-------- Excerpted data

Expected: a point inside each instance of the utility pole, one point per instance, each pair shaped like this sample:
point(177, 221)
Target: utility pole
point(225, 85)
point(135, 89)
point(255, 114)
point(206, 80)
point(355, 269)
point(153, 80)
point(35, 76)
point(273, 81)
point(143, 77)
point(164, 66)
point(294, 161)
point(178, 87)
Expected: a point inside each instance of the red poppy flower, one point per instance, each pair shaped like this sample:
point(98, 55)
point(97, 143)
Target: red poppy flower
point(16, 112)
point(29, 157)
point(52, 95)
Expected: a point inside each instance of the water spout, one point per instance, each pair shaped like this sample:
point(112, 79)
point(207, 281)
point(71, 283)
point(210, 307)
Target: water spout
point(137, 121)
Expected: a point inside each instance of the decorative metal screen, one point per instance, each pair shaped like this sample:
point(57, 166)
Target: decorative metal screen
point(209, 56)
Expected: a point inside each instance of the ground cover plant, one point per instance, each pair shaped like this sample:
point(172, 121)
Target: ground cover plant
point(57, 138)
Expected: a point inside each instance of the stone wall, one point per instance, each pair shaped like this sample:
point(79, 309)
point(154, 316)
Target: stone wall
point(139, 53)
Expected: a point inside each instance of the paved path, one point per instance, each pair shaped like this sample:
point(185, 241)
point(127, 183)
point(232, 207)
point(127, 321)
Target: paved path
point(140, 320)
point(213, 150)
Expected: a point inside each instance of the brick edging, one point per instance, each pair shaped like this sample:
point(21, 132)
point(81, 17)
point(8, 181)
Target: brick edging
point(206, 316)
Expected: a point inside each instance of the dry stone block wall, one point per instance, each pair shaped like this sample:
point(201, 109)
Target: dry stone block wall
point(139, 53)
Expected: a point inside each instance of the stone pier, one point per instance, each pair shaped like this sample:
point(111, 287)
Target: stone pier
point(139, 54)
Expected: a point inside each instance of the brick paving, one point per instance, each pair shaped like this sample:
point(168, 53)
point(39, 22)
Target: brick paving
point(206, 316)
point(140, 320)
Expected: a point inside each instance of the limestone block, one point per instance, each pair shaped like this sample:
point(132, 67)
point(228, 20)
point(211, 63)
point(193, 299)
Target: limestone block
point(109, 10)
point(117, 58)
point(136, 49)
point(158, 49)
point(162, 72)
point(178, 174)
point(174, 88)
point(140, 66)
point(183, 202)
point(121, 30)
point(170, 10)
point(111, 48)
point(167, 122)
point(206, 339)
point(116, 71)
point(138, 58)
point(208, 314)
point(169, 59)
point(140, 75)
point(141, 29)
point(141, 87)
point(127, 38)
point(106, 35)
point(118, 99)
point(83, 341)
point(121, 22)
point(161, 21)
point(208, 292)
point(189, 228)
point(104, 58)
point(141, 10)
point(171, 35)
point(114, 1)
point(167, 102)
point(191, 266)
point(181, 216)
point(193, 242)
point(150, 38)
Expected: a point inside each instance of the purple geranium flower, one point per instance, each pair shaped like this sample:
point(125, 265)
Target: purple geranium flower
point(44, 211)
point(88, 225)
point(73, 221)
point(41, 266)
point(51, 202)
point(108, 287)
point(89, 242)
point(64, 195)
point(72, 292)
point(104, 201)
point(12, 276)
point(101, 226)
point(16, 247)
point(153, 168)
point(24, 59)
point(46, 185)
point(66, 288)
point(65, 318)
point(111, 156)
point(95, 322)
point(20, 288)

----------------

● **Work required**: Print every entry exactly as it appears.

● **Task output**:
Expected: a point inside each instance of the utility pole, one point per instance, each pair shaped like this sample:
point(177, 221)
Target: utility pole
point(225, 85)
point(135, 89)
point(255, 114)
point(206, 80)
point(355, 269)
point(153, 80)
point(35, 76)
point(273, 81)
point(143, 77)
point(164, 66)
point(294, 161)
point(178, 87)
Expected: a point inside each instance of the red poppy flower, one point per instance, each pair shaped like this sample:
point(98, 55)
point(97, 143)
Target: red poppy flower
point(16, 112)
point(29, 157)
point(52, 95)
Expected: a point inside each instance of the water spout, one point per instance, each pair shaped like this sample:
point(112, 79)
point(207, 281)
point(71, 283)
point(210, 307)
Target: water spout
point(137, 121)
Expected: a point inside each instance of the decorative metal screen, one point per instance, each pair shaped like this sample:
point(57, 166)
Target: decorative metal screen
point(209, 56)
Expected: a point inside each instance of the ground cover plant, one point per instance, each pair shaped like this sample:
point(172, 121)
Target: ground cover plant
point(57, 138)
Expected: a point inside each instance of the stone wall, one point per instance, each pair shaped like this sample:
point(79, 309)
point(154, 316)
Target: stone wall
point(139, 53)
Expected: a point inside each instance of the paved path, one point per instance, each pair shaped like this sample:
point(185, 241)
point(127, 183)
point(232, 207)
point(127, 321)
Target: paved path
point(140, 320)
point(213, 150)
Expected: a point inside each instance of the brick edging, one point per instance, each pair shaped like this sample:
point(21, 132)
point(81, 17)
point(8, 181)
Target: brick edging
point(206, 316)
Expected: a point inside each instance of the dry stone block wall, one point per instance, each pair shaped like this sample:
point(201, 109)
Target: dry stone block wall
point(139, 53)
Expected: a point inside each instance of the stone pier, one point per instance, each pair shaped like this sample:
point(111, 287)
Target: stone pier
point(139, 54)
Expected: a point inside each instance of the brick paving, one point per instance, each pair shaped like this sample:
point(168, 53)
point(39, 22)
Target: brick paving
point(206, 316)
point(140, 320)
Expected: a point inside each instance of the limestone block, one point per instance, each pair shaped like this sample:
point(132, 67)
point(228, 20)
point(211, 63)
point(193, 299)
Target: limestone block
point(109, 10)
point(117, 58)
point(136, 49)
point(158, 49)
point(162, 72)
point(178, 174)
point(174, 88)
point(140, 66)
point(183, 202)
point(121, 30)
point(170, 10)
point(111, 48)
point(167, 122)
point(206, 339)
point(116, 71)
point(138, 58)
point(208, 314)
point(169, 59)
point(140, 75)
point(141, 29)
point(141, 87)
point(127, 38)
point(106, 35)
point(118, 99)
point(83, 341)
point(121, 22)
point(161, 21)
point(208, 292)
point(189, 228)
point(104, 58)
point(141, 10)
point(171, 35)
point(114, 1)
point(167, 102)
point(191, 266)
point(181, 216)
point(193, 242)
point(150, 38)
Expected: a point inside each instance of the purple geranium flower, one point per instance, each pair shaped like this sample:
point(125, 265)
Target: purple geranium flower
point(44, 211)
point(88, 225)
point(73, 221)
point(41, 266)
point(51, 202)
point(108, 287)
point(89, 242)
point(64, 195)
point(72, 292)
point(104, 201)
point(12, 276)
point(101, 226)
point(16, 247)
point(153, 168)
point(24, 59)
point(46, 185)
point(66, 288)
point(65, 318)
point(111, 156)
point(95, 322)
point(20, 288)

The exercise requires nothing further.